» WORK INSTRUCTIONS
In full and word for word, give the records again.

» RECORDS FOR THIS TASK
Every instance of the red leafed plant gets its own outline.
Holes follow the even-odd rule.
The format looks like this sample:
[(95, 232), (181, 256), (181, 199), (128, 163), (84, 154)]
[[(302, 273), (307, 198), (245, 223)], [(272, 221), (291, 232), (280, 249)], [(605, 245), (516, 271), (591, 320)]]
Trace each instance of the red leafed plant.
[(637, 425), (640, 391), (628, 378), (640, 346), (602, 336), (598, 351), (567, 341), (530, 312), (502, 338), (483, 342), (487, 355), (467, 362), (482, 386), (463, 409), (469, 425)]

» PROBLEM SOLUTION
Every instance of the red leafed plant gets its own outline.
Holes follow the even-odd rule.
The format looks like this sample:
[(95, 232), (181, 256), (181, 199), (128, 163), (84, 154)]
[[(302, 273), (307, 198), (245, 223)], [(272, 221), (291, 232), (280, 249)], [(605, 245), (516, 271), (591, 320)]]
Trace each instance of the red leafed plant.
[(637, 425), (640, 391), (628, 378), (640, 346), (602, 336), (598, 351), (567, 341), (530, 312), (502, 338), (483, 342), (487, 355), (467, 362), (482, 386), (463, 409), (469, 425)]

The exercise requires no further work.